REQUIRED WORK
From the line that holds "Note: one point per instance of the black glove, never" to the last line of the data, copy everything exactly; leave out all the rest.
....
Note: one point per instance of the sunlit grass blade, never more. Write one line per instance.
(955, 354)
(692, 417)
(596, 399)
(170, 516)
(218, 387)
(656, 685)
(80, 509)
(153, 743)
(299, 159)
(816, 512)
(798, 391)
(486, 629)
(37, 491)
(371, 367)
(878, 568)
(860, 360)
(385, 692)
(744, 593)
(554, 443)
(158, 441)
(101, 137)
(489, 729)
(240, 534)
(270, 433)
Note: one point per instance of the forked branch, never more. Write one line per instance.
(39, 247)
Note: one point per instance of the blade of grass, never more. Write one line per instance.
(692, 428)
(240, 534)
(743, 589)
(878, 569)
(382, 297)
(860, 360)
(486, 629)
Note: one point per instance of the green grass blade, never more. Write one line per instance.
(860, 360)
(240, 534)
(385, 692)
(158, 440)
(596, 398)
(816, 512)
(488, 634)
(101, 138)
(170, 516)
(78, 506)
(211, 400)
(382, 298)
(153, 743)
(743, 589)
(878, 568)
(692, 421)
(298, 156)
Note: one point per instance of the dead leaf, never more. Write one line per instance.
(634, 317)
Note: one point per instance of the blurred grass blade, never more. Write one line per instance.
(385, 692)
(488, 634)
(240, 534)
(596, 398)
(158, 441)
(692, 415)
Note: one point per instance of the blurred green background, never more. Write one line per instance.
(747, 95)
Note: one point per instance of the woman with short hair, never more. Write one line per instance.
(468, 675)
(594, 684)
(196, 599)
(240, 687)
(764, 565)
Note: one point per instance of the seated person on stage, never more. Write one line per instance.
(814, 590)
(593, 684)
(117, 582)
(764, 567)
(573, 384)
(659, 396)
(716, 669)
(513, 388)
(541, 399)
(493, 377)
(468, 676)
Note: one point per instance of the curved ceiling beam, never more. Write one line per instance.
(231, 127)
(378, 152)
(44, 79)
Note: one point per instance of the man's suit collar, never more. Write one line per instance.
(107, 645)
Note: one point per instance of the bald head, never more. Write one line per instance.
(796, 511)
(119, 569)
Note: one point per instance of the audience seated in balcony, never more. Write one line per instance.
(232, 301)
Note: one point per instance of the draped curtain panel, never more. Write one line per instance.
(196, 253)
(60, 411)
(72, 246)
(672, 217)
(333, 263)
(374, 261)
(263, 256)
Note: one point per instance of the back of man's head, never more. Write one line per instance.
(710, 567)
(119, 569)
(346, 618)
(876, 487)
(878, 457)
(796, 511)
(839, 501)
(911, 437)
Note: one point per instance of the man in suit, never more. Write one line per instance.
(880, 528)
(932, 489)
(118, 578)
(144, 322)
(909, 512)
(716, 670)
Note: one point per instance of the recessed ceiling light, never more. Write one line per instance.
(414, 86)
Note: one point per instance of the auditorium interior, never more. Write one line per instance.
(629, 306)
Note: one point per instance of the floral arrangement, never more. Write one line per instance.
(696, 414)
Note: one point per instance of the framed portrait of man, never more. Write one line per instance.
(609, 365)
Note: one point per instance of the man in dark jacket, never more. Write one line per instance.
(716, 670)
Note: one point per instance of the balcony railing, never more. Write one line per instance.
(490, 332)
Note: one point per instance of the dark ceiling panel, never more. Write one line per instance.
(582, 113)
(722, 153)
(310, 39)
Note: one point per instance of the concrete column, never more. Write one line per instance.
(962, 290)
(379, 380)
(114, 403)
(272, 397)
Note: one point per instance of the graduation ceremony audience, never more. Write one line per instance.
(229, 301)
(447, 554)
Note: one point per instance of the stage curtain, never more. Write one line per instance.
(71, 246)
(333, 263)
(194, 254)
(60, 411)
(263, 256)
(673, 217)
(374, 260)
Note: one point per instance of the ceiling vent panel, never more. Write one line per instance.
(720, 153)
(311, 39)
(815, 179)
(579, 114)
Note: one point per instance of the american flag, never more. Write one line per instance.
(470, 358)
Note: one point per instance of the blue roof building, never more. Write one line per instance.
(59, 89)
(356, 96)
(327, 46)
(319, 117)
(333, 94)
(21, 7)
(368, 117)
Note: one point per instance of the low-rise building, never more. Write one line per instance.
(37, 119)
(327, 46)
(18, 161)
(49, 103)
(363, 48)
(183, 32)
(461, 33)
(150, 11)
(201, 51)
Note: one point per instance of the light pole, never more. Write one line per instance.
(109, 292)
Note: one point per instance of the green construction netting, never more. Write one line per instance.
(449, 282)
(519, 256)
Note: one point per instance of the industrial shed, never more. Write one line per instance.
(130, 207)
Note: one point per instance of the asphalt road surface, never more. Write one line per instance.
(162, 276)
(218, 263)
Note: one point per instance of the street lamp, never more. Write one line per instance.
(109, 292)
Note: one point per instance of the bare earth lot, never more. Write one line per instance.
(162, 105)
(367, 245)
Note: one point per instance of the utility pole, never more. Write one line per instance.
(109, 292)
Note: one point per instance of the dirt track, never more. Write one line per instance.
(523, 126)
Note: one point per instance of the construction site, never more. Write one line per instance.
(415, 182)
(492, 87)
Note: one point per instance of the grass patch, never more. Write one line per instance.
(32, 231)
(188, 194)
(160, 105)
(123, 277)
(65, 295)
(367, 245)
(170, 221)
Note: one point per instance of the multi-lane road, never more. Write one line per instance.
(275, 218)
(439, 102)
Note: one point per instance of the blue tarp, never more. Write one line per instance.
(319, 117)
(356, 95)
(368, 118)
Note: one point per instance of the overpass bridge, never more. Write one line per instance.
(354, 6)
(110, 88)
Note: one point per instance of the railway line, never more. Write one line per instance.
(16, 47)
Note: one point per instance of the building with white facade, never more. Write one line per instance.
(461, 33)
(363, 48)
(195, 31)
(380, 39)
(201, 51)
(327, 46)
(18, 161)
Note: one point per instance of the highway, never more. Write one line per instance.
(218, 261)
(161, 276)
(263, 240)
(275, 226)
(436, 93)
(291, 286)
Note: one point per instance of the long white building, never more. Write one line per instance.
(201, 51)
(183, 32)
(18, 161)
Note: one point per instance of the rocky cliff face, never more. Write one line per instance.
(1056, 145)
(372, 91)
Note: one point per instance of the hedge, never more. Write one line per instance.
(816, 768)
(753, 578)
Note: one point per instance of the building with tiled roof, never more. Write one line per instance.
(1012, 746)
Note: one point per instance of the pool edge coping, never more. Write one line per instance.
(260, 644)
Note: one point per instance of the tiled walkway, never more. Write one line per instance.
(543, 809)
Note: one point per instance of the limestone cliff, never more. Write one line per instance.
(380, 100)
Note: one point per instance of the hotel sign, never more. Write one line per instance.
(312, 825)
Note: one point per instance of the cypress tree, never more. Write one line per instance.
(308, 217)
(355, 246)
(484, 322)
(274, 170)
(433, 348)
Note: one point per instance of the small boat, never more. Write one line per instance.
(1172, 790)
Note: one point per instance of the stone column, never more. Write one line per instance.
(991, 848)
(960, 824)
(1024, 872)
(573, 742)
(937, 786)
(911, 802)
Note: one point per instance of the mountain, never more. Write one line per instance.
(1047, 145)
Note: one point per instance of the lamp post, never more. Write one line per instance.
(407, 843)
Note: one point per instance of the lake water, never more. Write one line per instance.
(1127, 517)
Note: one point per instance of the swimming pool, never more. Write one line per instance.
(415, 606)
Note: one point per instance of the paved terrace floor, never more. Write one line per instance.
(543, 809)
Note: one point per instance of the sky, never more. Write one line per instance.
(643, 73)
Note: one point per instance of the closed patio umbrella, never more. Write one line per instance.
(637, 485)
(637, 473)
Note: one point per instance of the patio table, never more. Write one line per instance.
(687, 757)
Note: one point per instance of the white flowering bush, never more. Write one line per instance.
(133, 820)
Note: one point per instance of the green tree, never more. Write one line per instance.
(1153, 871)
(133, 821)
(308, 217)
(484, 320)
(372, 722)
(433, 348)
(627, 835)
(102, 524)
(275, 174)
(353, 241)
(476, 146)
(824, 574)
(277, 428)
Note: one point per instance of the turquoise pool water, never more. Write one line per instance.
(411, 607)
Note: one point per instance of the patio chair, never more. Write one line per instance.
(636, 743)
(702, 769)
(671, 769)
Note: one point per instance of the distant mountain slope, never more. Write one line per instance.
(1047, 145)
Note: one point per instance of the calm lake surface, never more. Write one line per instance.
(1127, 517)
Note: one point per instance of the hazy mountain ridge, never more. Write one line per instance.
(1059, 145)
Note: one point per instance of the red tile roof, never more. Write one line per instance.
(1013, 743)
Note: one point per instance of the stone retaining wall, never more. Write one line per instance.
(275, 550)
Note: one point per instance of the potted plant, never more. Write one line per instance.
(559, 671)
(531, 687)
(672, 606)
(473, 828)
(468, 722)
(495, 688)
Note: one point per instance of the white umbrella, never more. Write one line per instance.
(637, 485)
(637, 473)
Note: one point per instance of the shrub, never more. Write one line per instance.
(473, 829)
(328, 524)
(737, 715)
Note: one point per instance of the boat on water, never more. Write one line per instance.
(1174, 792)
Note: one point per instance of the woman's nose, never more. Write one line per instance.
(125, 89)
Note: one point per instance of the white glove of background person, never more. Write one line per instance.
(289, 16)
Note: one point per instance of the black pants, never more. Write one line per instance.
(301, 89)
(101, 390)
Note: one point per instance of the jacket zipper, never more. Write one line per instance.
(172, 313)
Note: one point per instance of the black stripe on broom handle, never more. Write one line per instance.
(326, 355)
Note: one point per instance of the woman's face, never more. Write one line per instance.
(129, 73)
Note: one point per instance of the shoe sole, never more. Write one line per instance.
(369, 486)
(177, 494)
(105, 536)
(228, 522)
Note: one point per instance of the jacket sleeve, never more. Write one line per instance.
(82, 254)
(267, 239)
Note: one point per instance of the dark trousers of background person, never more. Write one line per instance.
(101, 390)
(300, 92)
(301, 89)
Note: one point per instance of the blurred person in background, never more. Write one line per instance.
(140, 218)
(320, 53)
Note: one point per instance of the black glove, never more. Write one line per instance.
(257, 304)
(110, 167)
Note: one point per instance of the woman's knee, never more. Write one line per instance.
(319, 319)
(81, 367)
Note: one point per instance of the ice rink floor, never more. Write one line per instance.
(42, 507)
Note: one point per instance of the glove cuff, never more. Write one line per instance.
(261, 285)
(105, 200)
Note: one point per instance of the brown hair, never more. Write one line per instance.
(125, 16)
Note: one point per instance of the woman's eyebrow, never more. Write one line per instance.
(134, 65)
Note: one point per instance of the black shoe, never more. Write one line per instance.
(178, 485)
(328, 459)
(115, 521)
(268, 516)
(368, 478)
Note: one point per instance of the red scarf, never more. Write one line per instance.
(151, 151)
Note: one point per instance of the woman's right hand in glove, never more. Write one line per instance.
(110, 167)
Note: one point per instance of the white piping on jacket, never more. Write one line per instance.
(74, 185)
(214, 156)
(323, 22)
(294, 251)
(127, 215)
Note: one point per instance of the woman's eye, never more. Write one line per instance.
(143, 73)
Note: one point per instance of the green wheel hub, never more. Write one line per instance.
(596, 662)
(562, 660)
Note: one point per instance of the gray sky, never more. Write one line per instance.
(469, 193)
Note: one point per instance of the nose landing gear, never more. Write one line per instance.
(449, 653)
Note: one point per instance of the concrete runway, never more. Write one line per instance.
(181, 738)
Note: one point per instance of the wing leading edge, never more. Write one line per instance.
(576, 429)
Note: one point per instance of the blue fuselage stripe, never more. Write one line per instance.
....
RESPONSE TO THIS EXERCISE
Note: one point per instance of the black glove, never more. Write one line per instance.
(257, 304)
(110, 167)
Note: one point per instance of the woman's knee, never more. Write one line per instance.
(319, 319)
(81, 367)
Note: one point per instance of the ice rink floor, never more. Write one line per instance.
(42, 507)
Note: one point per instance of the glove cuff, never more. Write one line per instance.
(261, 285)
(105, 200)
Note: one point per instance of the brown hair, never more. Write one line per instance.
(125, 16)
Note: one point per instance of the woman's eyebrow, never more. Write one line per instance.
(134, 65)
Note: one point per instance of the black shoe, never more. Write one line per instance.
(178, 485)
(328, 459)
(115, 521)
(268, 516)
(368, 478)
Note: one point per instance of the red scarf, never more. Write one line per instance.
(151, 151)
Note: one point per instance of the woman's right hand in glove, never more. Write one line per instance.
(110, 167)
Note: one point per instance of the white piping on jacket, never more. Write one line per instance.
(74, 185)
(214, 156)
(323, 22)
(294, 251)
(127, 215)
Note: one point per instance of the woman's eye, never more. Write one line per instance.
(143, 73)
Note: one point per instance of the green wheel hub, never more. Write one line per instance.
(596, 662)
(562, 660)
Note: one point per instance of the gray sky, never more. Write one line per instance.
(469, 193)
Note: one point per instance of the nose landing gear, never more. Write one line per instance.
(449, 653)
Note: one point per instance of the concrete runway, never more. Write one line per instance.
(181, 738)
Note: one point per instance of the wing leading edge, never more. Write one line per instance.
(576, 429)
Note: one point per instance of the blue fuselage stripe, never more. Write one line per instance.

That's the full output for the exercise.